### Do this
According to the groundwater introduction, what two uses is the high-quality groundwater from karst aquifers put to?

### Document excerpt

1. Introduction
Groundwater resources play an immense role in today’s society [
1,
2], since the universal demand for water supply is crucially increasing. The achievement of sustainable groundwater management is a pressing and often addressed issue due to its critical role in meeting basic human requirements [
3]. The escalating need for freshwater, driven by global population growth and rapid urbanization, can cause groundwater reservoirs to face over-extraction and depletion, compromising their sustainability. Simultaneously, the issue of groundwater contamination has become extensive, with pollutants from agricultural runoff, industrial discharges, and improper waste disposal infiltrating aquifers.
Besides the ramifications that can arise from human activities, climatic causes may burden aquifers further, with dire impacts on their resources. In an era dominated by the pervasive effects of climate change, Earth’s hydrological cycle faces unprecedented challenges with shifts in temperature regimes, alterations in precipitation patterns, and intensified extreme weather events. These climate-induced changes can cause direct and indirect repercussions on global reserves [
4], disrupt traditional recharge mechanisms, and intensify water scarcity. The increasing occurrence of droughts may lead to changes in the water balance, while rising global temperatures contribute to heightened evaporation rates, further amplifying water scarcity in vulnerable regions. The challenges facing groundwater resources have reached a critical juncture, potentially influencing their global distribution in the future. This underscores the imperative to address numerous water-related issues in a sustainable manner. Groundwater depletion constitutes a universal concern due to the unbalanced abstractions in comparison to the natural recharge. Obviously, the study of groundwater recharge is quite challenging, especially in karst aquifers.
At the forefront of hydrological environments, karst aquifers provide high-quality groundwater that is utilized either for drinking water supply or irrigation purposes. Climate-induced shifts can cause severe repercussions, leading to both a degradation in the availability and a compromise in the quality of water resources [
5,
6,
7,
8]. At the same time, with distinct characteristics and processes, karst aquifers are able to provide substantial amounts of groundwater, often resulting in their overexploitation [
9,
10], in order to meet the water demands of the constantly increasing population.

### Provided data
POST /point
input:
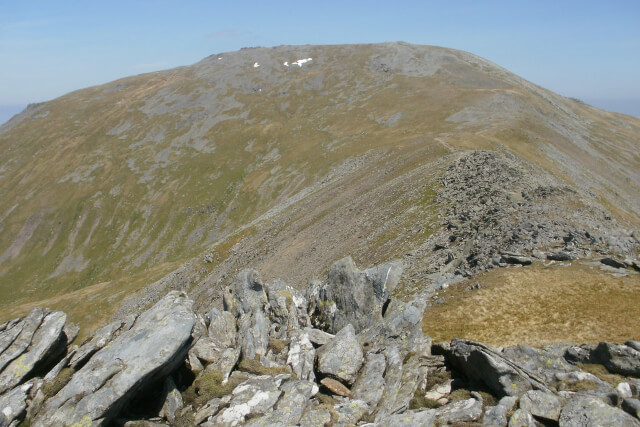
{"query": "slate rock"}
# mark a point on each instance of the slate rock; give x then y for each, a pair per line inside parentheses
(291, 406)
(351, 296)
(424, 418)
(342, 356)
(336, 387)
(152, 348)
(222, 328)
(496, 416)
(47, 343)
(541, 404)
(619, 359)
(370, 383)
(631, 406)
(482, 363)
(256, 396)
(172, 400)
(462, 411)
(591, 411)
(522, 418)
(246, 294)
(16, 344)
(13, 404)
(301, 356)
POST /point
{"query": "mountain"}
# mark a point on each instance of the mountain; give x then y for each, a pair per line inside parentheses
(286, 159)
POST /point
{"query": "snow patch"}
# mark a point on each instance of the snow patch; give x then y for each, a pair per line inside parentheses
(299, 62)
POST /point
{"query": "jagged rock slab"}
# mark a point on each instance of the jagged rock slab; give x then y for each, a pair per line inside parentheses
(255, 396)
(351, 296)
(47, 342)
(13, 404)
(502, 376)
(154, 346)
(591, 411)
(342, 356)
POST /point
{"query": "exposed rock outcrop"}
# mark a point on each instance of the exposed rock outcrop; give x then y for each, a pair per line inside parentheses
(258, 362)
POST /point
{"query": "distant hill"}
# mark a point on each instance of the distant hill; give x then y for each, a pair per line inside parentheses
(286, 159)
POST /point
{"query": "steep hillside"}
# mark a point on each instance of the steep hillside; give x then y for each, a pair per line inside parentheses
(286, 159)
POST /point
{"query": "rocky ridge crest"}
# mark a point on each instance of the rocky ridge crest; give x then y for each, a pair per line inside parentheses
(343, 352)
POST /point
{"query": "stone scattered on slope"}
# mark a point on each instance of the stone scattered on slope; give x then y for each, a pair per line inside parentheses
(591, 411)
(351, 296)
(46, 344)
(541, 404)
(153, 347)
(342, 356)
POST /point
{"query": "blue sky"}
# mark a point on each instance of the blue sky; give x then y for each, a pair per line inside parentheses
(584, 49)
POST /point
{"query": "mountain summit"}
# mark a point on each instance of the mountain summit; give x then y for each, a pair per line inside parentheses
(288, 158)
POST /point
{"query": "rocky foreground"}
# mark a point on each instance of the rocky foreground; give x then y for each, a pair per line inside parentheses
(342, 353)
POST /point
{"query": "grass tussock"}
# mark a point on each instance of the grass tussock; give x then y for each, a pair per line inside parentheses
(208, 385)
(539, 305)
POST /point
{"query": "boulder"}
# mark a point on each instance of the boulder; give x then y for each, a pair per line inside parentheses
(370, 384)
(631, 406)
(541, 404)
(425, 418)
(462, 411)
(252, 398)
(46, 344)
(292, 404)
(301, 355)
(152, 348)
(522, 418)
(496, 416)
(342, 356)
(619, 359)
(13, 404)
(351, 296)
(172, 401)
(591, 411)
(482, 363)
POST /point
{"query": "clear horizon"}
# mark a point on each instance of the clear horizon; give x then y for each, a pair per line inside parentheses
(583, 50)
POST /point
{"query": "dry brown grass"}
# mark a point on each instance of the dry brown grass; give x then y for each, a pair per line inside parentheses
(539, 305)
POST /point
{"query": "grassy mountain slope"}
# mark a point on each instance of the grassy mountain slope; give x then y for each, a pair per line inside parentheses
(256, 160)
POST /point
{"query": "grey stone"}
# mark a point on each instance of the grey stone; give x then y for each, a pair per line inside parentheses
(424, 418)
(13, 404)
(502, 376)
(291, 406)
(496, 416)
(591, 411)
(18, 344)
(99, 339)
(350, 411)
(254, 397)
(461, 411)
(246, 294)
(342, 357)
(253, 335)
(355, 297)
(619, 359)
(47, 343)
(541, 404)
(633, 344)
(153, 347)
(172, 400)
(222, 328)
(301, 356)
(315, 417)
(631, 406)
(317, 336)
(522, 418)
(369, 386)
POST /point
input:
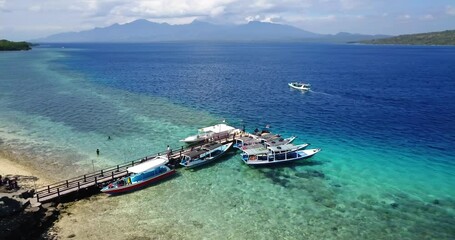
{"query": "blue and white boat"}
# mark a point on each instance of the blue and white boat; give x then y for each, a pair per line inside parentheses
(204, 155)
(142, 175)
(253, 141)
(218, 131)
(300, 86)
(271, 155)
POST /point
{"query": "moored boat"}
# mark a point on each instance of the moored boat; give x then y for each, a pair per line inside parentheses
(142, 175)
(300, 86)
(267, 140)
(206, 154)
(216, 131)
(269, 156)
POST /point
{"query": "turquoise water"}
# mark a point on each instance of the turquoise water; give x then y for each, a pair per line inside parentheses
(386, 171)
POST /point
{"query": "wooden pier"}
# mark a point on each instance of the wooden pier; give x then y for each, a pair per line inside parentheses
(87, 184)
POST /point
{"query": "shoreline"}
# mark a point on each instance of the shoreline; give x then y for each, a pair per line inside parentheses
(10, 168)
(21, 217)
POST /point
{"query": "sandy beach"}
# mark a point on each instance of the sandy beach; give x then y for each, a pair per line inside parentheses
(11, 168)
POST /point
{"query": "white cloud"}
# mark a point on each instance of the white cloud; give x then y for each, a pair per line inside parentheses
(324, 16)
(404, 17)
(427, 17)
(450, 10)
==
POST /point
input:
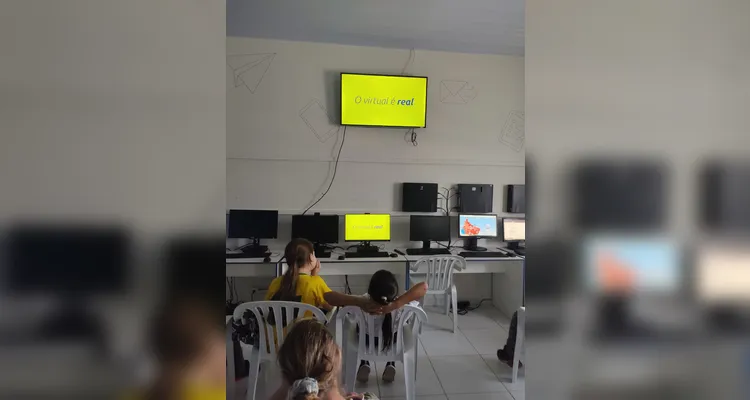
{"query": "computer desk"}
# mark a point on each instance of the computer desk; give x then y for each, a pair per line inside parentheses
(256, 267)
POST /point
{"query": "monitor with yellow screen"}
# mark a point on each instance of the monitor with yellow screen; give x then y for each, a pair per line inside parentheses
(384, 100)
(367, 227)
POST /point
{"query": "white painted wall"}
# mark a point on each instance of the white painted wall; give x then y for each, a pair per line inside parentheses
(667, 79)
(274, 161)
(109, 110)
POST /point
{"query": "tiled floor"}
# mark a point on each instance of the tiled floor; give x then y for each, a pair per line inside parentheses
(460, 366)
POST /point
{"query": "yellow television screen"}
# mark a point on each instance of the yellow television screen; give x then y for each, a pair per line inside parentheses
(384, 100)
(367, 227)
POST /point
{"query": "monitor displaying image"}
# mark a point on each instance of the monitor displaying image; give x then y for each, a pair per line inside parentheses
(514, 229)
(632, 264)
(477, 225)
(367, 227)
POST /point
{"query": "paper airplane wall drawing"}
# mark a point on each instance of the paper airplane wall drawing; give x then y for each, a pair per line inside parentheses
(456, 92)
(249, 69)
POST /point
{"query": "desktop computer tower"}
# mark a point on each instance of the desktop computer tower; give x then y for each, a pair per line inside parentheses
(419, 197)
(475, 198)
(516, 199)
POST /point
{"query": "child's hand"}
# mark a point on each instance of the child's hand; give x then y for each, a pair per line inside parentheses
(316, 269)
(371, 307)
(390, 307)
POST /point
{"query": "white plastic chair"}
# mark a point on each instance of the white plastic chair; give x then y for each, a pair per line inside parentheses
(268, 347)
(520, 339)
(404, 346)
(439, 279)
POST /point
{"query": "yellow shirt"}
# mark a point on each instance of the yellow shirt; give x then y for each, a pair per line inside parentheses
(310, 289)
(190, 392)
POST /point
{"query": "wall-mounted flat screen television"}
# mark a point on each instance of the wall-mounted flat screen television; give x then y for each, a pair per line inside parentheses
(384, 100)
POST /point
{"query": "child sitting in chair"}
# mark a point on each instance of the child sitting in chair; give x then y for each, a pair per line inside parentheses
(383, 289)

### Task result
Drinking water supply and irrigation.